**Задания**
1: Выпишите из текста о пути на Кару отрывок, начиная со слов "Однажды на полпути" и заканчивая словами "с большим интересом.".
2: Объясните по тексту о пути на Кару, почему путникам пришлось спешно ехать дальше после Красноярска. Ответ дайте в одном–трех предложениях.

**Фрагмент документа**
☆ ☆ ☆ ☆ ☆ ☆ ☆
Наш путь лежал в Красноярск. Большая тюрьма в этом городе была старой, грязной и вдобавок заражена тифом. Мы пробыли в ней два дня и поспешили дальше. Нам предстояло проехать еще тысячу верст до Иркутска, а затем еще полторы тысячи до каторжной тюрьмы на Каре. Добраться туда было необходимо прежде, чем начнутся морозы. Мы снова мчались как безумные, снова загорались оси и пыль разъедала нам глаза. Мы слабели от недостатка сна, от грязи, голода и варварской тряски кибиток, в которые даже солому не постелили.
Однажды на полпути до Иркутска Николай Аполлонович Чарушин, и без того изнуренный и хрупкий, не смог встать на ноги. Он лежал в кибитке почти без сознания. На станции товарищам пришлось переносить его в новую кибитку. У него был жар, он отказывался от еды и мучился от жажды. Петров не снизил темпа даже на полчаса. Он отказывался верить в болезнь Чарушина, не звал врача в тех местах, где того можно было найти, и даже запретил снимать с больного кандалы, чтобы облегчить его страдания. Потеряв терпение, я попросила Петрова оставить Чарушина в одной из больниц, которые мы проезжали. Но чем настойчивее я умоляла, тем грубее становились его ответы. Наконец я высказала все, что о нем думаю. Жандармы стояли чуть поодаль и слушали с большим интересом.
В Иркутске стало ясно, что у Чарушина тиф и дальнейший путь убьет его. Петров упорно отрицал, что Чарушин болен, и утверждал, что тот хочет остаться, чтобы сбежать. Иркутские власти оказались не менее бессердечными. Они не стали класть Чарушина в больницу, а, напротив, поместили его с женой в темную, душную камеру-одиночку. Все полтора месяца, что он лежал при смерти, с него не снимали кандалы, а его жене запретили покупать продукты. Как только он начал вставать на ноги, его отправили на Кару, до которой было полторы тысячи верст пути.
☆ ☆ ☆ ☆ ☆ ☆ ☆
**Записи набора данных**

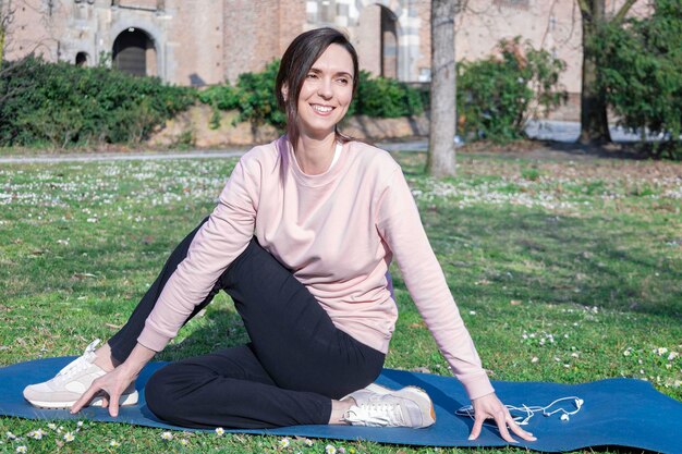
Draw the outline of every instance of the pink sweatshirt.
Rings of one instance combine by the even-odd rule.
[[[398,318],[395,258],[424,321],[470,398],[492,386],[430,248],[400,165],[360,142],[326,173],[301,171],[285,137],[244,155],[218,206],[163,287],[138,342],[161,351],[256,235],[333,323],[383,353]]]

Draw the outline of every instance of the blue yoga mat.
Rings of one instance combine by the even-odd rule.
[[[122,407],[118,418],[103,408],[85,408],[78,415],[68,410],[41,409],[24,401],[26,384],[45,381],[73,357],[37,359],[0,368],[0,415],[27,419],[89,419],[123,422],[163,429],[184,428],[157,419],[144,402],[144,386],[149,376],[163,366],[151,363],[137,380],[141,402]],[[503,441],[491,427],[484,427],[476,441],[468,441],[473,421],[454,412],[468,404],[461,384],[453,378],[385,369],[379,383],[389,388],[417,385],[428,392],[436,406],[436,425],[427,429],[366,428],[349,426],[295,426],[266,430],[239,430],[241,433],[300,435],[339,440],[368,440],[379,443],[428,446],[502,446]],[[560,414],[536,414],[525,428],[535,442],[517,445],[545,452],[564,452],[588,446],[628,446],[669,454],[682,453],[682,403],[657,392],[649,383],[633,379],[609,379],[584,384],[495,381],[494,386],[506,404],[545,406],[560,397],[577,396],[584,401],[581,410],[562,420]],[[573,402],[561,405],[574,410]]]

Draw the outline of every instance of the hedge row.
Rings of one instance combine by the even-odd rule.
[[[136,143],[195,101],[191,88],[28,58],[3,65],[0,145]]]

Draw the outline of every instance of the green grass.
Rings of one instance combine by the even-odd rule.
[[[682,352],[681,164],[460,154],[458,177],[435,181],[422,173],[423,155],[397,159],[492,379],[630,377],[682,400],[682,358],[673,354]],[[115,332],[170,249],[210,211],[234,163],[3,165],[0,365],[78,354]],[[450,375],[400,272],[392,273],[401,317],[387,366]],[[220,296],[159,359],[245,340],[231,302]],[[276,452],[280,441],[181,432],[163,441],[160,430],[126,425],[57,425],[0,418],[0,452],[251,453]],[[42,440],[27,438],[39,428]],[[65,443],[63,434],[76,430]],[[24,439],[10,440],[7,431]],[[281,451],[324,453],[329,443],[356,453],[521,452],[291,443]]]

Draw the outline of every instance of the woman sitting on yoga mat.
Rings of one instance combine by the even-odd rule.
[[[287,135],[244,155],[214,212],[185,237],[126,324],[53,379],[26,388],[41,407],[137,402],[142,368],[220,290],[247,345],[170,364],[145,388],[151,412],[193,428],[435,422],[423,390],[373,381],[398,309],[387,279],[395,257],[438,346],[475,408],[472,439],[492,418],[522,430],[496,396],[434,255],[398,163],[339,133],[357,87],[357,56],[332,28],[287,49],[277,98]]]

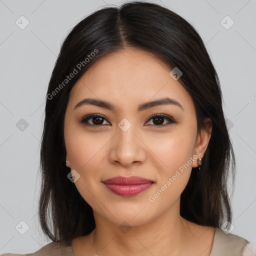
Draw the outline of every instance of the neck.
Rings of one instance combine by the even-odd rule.
[[[90,234],[94,254],[183,254],[186,244],[192,246],[192,233],[188,222],[180,216],[180,202],[173,206],[158,218],[132,227],[120,227],[94,212],[96,228]]]

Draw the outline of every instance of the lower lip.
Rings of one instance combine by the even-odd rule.
[[[144,183],[134,185],[118,185],[117,184],[106,184],[106,186],[112,192],[123,196],[136,196],[150,188],[152,183]]]

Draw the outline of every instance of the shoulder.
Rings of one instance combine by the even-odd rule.
[[[64,242],[52,242],[32,254],[0,254],[0,256],[49,256],[57,255],[57,252],[58,255],[62,256],[75,256],[71,244]]]
[[[210,256],[242,256],[248,241],[216,228]]]

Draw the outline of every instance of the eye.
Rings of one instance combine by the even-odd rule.
[[[175,122],[172,118],[170,116],[164,116],[164,114],[154,114],[151,118],[149,119],[149,120],[154,120],[152,121],[153,124],[156,124],[154,126],[166,126],[166,123],[163,124],[163,122],[164,120],[167,120],[170,123],[174,123],[176,124],[176,122]],[[167,124],[168,124],[168,122],[167,122]]]
[[[154,120],[153,124],[152,125],[156,126],[166,126],[166,123],[163,124],[163,121],[164,120],[168,121],[167,124],[168,122],[169,123],[177,123],[177,122],[175,122],[170,116],[160,114],[156,114],[152,116],[148,120],[146,123],[148,122],[148,121],[151,120]],[[84,124],[88,124],[93,126],[100,126],[102,124],[104,124],[104,120],[106,120],[103,116],[102,116],[101,114],[92,114],[88,116],[87,116],[83,118],[82,120],[80,120],[80,122]]]
[[[92,120],[92,121],[90,122],[89,120]],[[105,118],[101,114],[92,114],[82,118],[80,122],[82,124],[84,123],[85,124],[99,126],[104,124],[102,122],[104,120],[106,120]]]

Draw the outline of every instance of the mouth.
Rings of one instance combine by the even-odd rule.
[[[136,196],[150,188],[154,182],[138,176],[118,176],[102,182],[112,192],[122,196]]]

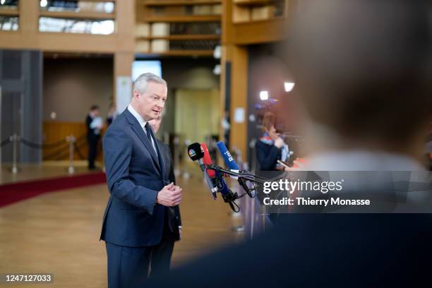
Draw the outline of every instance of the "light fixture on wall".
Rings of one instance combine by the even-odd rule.
[[[213,74],[220,75],[220,64],[216,64],[213,68]]]
[[[294,82],[285,82],[284,83],[284,88],[285,88],[285,92],[291,92],[294,88],[296,83]]]
[[[260,99],[263,101],[268,100],[268,91],[260,92]]]

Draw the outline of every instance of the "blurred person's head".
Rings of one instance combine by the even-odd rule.
[[[159,131],[159,128],[160,128],[161,122],[162,122],[162,116],[160,116],[149,121],[152,127],[153,127],[153,130],[155,131],[155,133],[157,133],[157,131]]]
[[[131,104],[145,121],[162,115],[167,96],[167,82],[151,73],[141,74],[133,84]]]
[[[93,116],[99,115],[99,112],[100,112],[99,106],[97,105],[90,106],[90,112]]]
[[[316,151],[359,148],[417,156],[431,111],[431,5],[301,2],[288,64]],[[317,127],[331,132],[317,133]]]

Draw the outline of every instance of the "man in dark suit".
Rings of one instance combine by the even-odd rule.
[[[180,203],[181,188],[169,182],[148,123],[160,116],[166,100],[166,82],[142,74],[134,83],[131,104],[104,138],[111,196],[100,239],[107,246],[109,287],[140,287],[149,268],[150,276],[169,269],[173,236],[167,210]]]
[[[88,144],[88,169],[93,169],[95,160],[97,155],[97,145],[100,139],[100,129],[103,124],[99,116],[99,107],[92,105],[85,118],[87,126],[87,143]]]
[[[155,133],[157,133],[160,128],[160,123],[162,122],[162,117],[159,117],[156,119],[151,120],[150,121]],[[172,154],[171,154],[171,150],[169,146],[159,139],[157,143],[160,148],[160,150],[162,153],[164,161],[165,163],[165,172],[167,173],[167,176],[169,179],[169,182],[176,184],[176,176],[174,172],[174,164],[172,162]],[[168,208],[169,212],[169,229],[173,233],[173,238],[174,241],[180,240],[181,236],[181,217],[180,216],[180,208],[179,205],[174,207],[169,207]]]
[[[431,119],[431,5],[422,0],[299,1],[285,48],[292,53],[288,63],[302,111],[307,111],[312,167],[421,169],[417,159]],[[353,175],[352,182],[361,179],[361,174]],[[379,194],[376,184],[359,192]],[[428,267],[421,264],[432,258],[431,214],[283,216],[253,241],[191,263],[150,286],[432,284]]]

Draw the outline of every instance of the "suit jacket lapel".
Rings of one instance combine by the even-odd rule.
[[[144,130],[140,126],[140,124],[138,123],[138,120],[135,119],[133,115],[132,115],[132,114],[129,112],[127,109],[124,111],[124,112],[126,113],[126,117],[128,118],[129,123],[132,125],[132,129],[133,129],[140,140],[143,142],[143,143],[144,143],[144,146],[145,146],[145,148],[148,150],[148,152],[150,154],[152,158],[153,159],[153,161],[156,164],[156,167],[162,174],[162,170],[161,169],[159,161],[157,160],[157,156],[156,155],[156,152],[155,152],[155,149],[153,149],[152,143],[148,140],[148,138],[145,135],[145,132],[144,132]],[[156,148],[157,148],[157,146],[156,146]]]
[[[161,173],[162,174],[162,177],[164,177],[163,175],[165,171],[165,165],[164,164],[164,160],[163,160],[164,156],[162,155],[162,150],[160,150],[159,144],[157,143],[158,142],[157,138],[156,138],[156,136],[155,135],[155,133],[153,132],[153,127],[152,127],[151,125],[150,125],[150,132],[152,133],[152,137],[153,138],[153,140],[155,141],[155,146],[156,147],[156,150],[157,150],[157,154],[159,155],[160,168]]]

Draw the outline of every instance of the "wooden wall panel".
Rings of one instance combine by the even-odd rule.
[[[102,131],[102,135],[103,132]],[[85,158],[87,158],[88,152],[86,133],[87,129],[83,122],[44,121],[43,123],[42,135],[44,144],[54,143],[61,140],[64,140],[66,143],[66,138],[69,135],[73,135],[78,138],[77,144]],[[97,161],[102,161],[103,157],[100,143],[97,154]],[[82,160],[76,151],[74,151],[73,156],[76,160]],[[44,149],[42,159],[44,160],[68,160],[69,159],[68,145],[64,144],[58,148]]]

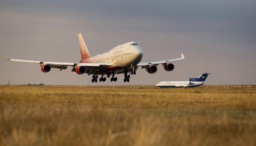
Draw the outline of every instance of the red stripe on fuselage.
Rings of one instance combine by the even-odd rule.
[[[124,68],[121,67],[121,66],[114,66],[114,67],[109,68],[108,68],[108,69],[110,71],[117,71],[117,70],[119,70],[123,68]]]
☆ ☆ ☆ ☆ ☆ ☆ ☆
**Ответы к заданиям**
1:
Однажды на полпути до Иркутска Николай Аполлонович Чарушин, и без того изнуренный и хрупкий, не смог встать на ноги. Он лежал в кибитке почти без сознания. На станции товарищам пришлось переносить его в новую кибитку. У него был жар, он отказывался от еды и мучился от жажды. Петров не снизил темпа даже на полчаса. Он отказывался верить в болезнь Чарушина, не звал врача в тех местах, где того можно было найти, и даже запретил снимать с больного кандалы, чтобы облегчить его страдания. Потеряв терпение, я попросила Петрова оставить Чарушина в одной из больниц, которые мы проезжали. Но чем настойчивее я умоляла, тем грубее становились его ответы. Наконец я высказала все, что о нем думаю. Жандармы стояли чуть поодаль и слушали с большим интересом.

2: Впереди оставалась тысяча верст до Иркутска и еще полторы тысячи до каторжной тюрьмы на Каре. Добраться туда было необходимо до начала морозов.